*Problem statement*
Quote every one of the rows below verbatim, without altering a single character.

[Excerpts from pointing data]
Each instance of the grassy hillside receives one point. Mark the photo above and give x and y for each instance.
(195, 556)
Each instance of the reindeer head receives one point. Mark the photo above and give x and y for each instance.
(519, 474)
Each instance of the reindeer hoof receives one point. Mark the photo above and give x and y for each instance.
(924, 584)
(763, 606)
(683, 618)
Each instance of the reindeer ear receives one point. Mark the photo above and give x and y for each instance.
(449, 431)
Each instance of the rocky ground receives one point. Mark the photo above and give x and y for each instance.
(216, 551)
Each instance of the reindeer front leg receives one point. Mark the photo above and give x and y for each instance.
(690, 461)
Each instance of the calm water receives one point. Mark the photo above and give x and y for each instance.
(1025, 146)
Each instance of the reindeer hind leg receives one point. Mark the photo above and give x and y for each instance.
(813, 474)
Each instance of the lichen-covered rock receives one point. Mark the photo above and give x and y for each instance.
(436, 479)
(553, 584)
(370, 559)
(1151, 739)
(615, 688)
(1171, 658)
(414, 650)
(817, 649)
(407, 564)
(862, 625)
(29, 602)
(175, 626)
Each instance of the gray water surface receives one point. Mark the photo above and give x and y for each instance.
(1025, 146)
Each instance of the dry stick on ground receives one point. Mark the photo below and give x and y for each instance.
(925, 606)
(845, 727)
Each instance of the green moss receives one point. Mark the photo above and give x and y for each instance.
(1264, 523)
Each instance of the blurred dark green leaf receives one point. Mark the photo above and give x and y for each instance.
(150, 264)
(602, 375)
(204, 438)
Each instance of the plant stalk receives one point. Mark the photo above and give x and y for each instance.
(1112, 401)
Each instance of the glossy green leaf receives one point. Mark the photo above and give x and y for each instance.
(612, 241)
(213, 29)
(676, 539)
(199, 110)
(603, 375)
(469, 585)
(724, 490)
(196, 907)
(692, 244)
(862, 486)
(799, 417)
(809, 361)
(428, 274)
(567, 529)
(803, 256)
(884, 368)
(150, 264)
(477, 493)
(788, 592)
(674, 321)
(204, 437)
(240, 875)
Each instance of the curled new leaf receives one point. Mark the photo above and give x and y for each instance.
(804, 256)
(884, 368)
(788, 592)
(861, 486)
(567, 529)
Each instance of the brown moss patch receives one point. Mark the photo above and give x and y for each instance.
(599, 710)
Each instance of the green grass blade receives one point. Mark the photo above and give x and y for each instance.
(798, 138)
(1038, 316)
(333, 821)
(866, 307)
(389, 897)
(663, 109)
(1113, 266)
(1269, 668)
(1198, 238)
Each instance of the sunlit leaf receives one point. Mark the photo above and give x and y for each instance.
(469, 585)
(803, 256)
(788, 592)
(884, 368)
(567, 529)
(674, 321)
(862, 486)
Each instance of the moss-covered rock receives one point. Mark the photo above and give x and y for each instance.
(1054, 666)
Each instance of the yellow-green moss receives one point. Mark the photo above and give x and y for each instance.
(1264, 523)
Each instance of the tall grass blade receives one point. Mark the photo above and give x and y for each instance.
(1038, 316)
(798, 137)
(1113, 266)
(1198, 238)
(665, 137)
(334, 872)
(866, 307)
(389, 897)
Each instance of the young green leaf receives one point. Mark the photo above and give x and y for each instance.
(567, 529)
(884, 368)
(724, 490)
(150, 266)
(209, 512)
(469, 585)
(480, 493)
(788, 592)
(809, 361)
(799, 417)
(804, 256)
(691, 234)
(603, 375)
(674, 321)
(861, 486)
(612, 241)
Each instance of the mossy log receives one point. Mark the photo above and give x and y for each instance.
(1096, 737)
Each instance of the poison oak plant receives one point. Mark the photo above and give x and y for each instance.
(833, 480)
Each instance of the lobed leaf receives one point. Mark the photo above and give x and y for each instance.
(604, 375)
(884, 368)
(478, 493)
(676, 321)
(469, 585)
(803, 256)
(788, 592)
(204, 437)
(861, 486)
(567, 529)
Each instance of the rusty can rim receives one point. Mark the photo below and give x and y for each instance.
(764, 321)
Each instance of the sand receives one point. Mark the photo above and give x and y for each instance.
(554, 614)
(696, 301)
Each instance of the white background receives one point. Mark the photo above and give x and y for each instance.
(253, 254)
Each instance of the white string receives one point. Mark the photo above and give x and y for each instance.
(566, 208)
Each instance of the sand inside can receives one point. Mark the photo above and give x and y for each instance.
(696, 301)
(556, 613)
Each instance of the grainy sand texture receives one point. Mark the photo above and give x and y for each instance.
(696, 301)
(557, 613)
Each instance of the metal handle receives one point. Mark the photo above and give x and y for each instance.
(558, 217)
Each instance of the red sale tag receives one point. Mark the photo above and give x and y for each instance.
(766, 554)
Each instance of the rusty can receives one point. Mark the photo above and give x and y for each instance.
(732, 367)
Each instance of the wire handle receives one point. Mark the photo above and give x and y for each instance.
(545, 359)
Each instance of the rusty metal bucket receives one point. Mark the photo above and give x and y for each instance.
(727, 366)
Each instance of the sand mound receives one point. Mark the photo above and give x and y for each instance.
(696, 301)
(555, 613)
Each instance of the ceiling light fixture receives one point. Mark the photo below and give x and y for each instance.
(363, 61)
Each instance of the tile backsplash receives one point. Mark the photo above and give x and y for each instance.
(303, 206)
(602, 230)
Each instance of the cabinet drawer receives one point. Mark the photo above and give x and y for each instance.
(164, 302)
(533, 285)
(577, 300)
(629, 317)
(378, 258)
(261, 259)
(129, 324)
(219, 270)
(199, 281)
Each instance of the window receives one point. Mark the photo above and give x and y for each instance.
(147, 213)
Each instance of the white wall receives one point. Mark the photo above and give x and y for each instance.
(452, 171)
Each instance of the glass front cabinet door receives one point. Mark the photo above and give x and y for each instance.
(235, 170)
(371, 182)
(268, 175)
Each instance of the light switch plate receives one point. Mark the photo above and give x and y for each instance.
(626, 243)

*Reply to the exercise*
Each instance of the grassy hillside receives one point. Mark the photo above and give x and y for each instance.
(195, 556)
Each instance of the reindeer head receives one point. Mark the photo above and give x and y for each instance.
(519, 474)
Each instance of the reindeer hoof receives one point. Mark the photo above and give x and y for each instance.
(924, 584)
(763, 606)
(683, 618)
Each instance of the reindeer ear receives one point. Mark the photo above and give x and y for each instance.
(449, 431)
Each instance of the rocky ground receives one point. Mark the photo above and give x and y for each instance.
(216, 551)
Each instance of the reindeer front leg receives one point. Mark the photo above and give x and y for each instance.
(690, 461)
Each instance of the calm water receives one point. Mark the photo above and give x and y for each instance.
(1025, 146)
Each instance of the reindeer hind leg receives one point. Mark the photo above and give x and y for each instance.
(813, 474)
Each instance of the lichen-covered rock receives one point. Mark the photo above and give x and y for each instance.
(436, 479)
(553, 584)
(370, 559)
(1151, 739)
(615, 688)
(1171, 658)
(414, 650)
(817, 649)
(407, 564)
(862, 625)
(29, 602)
(175, 626)
Each instance of the gray water surface receives one point. Mark the photo above and give x and y for each instance.
(1025, 146)
Each instance of the dry stick on ground receives one point. Mark the photo below and give x and y for each instance.
(925, 606)
(845, 727)
Each instance of the green moss receives one point. Mark the photo above and give x and y for each instance.
(1264, 523)
Each instance of the blurred dark green leaf receives one point. Mark the photo above and give x and y for each instance.
(150, 264)
(602, 375)
(204, 438)
Each instance of the plant stalk receives one point. Mark the photo above and give x and y for each instance.
(1112, 401)
Each instance of the glossy green leaf receives one point. Mark the photo above and give x and y for each instance.
(612, 241)
(213, 29)
(676, 539)
(199, 110)
(603, 375)
(469, 585)
(724, 490)
(196, 907)
(692, 244)
(862, 486)
(799, 417)
(809, 361)
(428, 274)
(567, 529)
(803, 256)
(884, 368)
(150, 264)
(477, 493)
(788, 592)
(674, 321)
(204, 437)
(240, 875)
Each instance of the curled new leaf receives one point. Mark the photo above and give x and y for each instance.
(804, 256)
(884, 368)
(788, 592)
(861, 486)
(567, 529)
Each instance of the brown moss patch receives one point. Mark the photo above and give x and y for each instance.
(599, 710)
Each instance of the green grass blade receives one point. Mark the photo above and give x and y for each instance.
(798, 138)
(1038, 316)
(333, 821)
(866, 307)
(389, 897)
(663, 109)
(1113, 266)
(1269, 668)
(1198, 238)
Each instance of the sunlit leaf receives one point. Mark the photo above and give x and y for each instance.
(469, 585)
(803, 256)
(788, 592)
(884, 368)
(567, 529)
(674, 321)
(862, 486)
Each instance of the moss-covered rock receives one point. Mark the photo above and give x and y for each instance.
(1054, 666)
Each instance of the yellow-green moss receives one point. Mark the photo above and give x and y for each instance.
(1264, 523)
Each instance of the tall grass blade receives one point. Mark the photo above and give x and y for each instance.
(1038, 316)
(798, 137)
(1113, 266)
(1198, 238)
(665, 137)
(334, 872)
(866, 307)
(389, 897)
Each instance of the young green leaf receives one point. Mark the photo above and give x and y for each instance.
(567, 529)
(884, 368)
(724, 490)
(150, 266)
(209, 512)
(469, 585)
(480, 493)
(788, 592)
(809, 361)
(799, 417)
(804, 256)
(691, 234)
(603, 375)
(674, 321)
(861, 486)
(612, 241)
Each instance of the mossy log receives one point. Mark the photo above and give x and y for each instance.
(1096, 737)
Each instance of the poison oak plant receives one point. Mark the photo above and give x and y for each instance.
(833, 480)
Each instance of the lobed leaf receives one point. Mark the photo above and give x and y for each instance.
(604, 375)
(884, 368)
(478, 493)
(676, 321)
(469, 585)
(803, 256)
(788, 592)
(204, 437)
(861, 486)
(567, 529)
Each instance of the rusty can rim receives one point. Mark the photo below and give x and y for each instance.
(764, 321)
Each instance of the sand receives one point. Mark the photo above and give x and y for each instance.
(554, 614)
(696, 301)
Each instance of the white background receives one point. Mark the photo above and give x and y for each instance.
(253, 254)
Each instance of the white string receives one point. Mark the photo above and give x and y for each instance.
(566, 208)
Each instance of the sand inside can receives one point. Mark the photo above and give x and y for each instance.
(696, 301)
(556, 613)
Each instance of the grainy sand texture receives one point. Mark the photo above and give x and y for each instance.
(696, 301)
(557, 613)
Each instance of the metal handle receives one point. Mark the photo above and give x and y for each instance.
(558, 217)
Each instance of the red sale tag receives one point. Mark the photo above and give x and y for each instance.
(766, 554)
Each instance of the rusty can receives one point. Mark the photo above and give x and y for each instance.
(732, 367)
Each instance of the wire handle receives one point. Mark the photo above and give x and y for each instance.
(545, 359)
Each instance of the rusty metal bucket receives one point. Mark the photo above and give x and y for each instance.
(727, 366)
Each instance of the sand mound receives one point. Mark the photo above and give x and y for each instance.
(696, 301)
(555, 613)
Each instance of the ceiling light fixture receives one point. Mark the photo below and give x and y for each instance.
(363, 61)
Each instance of the tile backsplash receives one point. Mark the photo above and give x and y for each instance.
(303, 206)
(602, 230)
Each instance of the cabinet drawer receives one point. Mark the photo above and give x and y for each instance.
(164, 302)
(533, 285)
(577, 300)
(629, 317)
(378, 258)
(261, 259)
(129, 324)
(219, 270)
(199, 281)
Each instance of the window receives one point. Mark the photo above and give x and y for each instance.
(147, 213)
Each instance of the white wall receives one point. Mark the photo above and give x and y for each instance.
(452, 171)
Each instance of the glass front cabinet door receives one point. Mark the photo above and give x and y for each instance.
(235, 170)
(371, 182)
(268, 175)
Each instance of the light switch plate receives one point. Mark the photo above and give x and y for each instance.
(626, 243)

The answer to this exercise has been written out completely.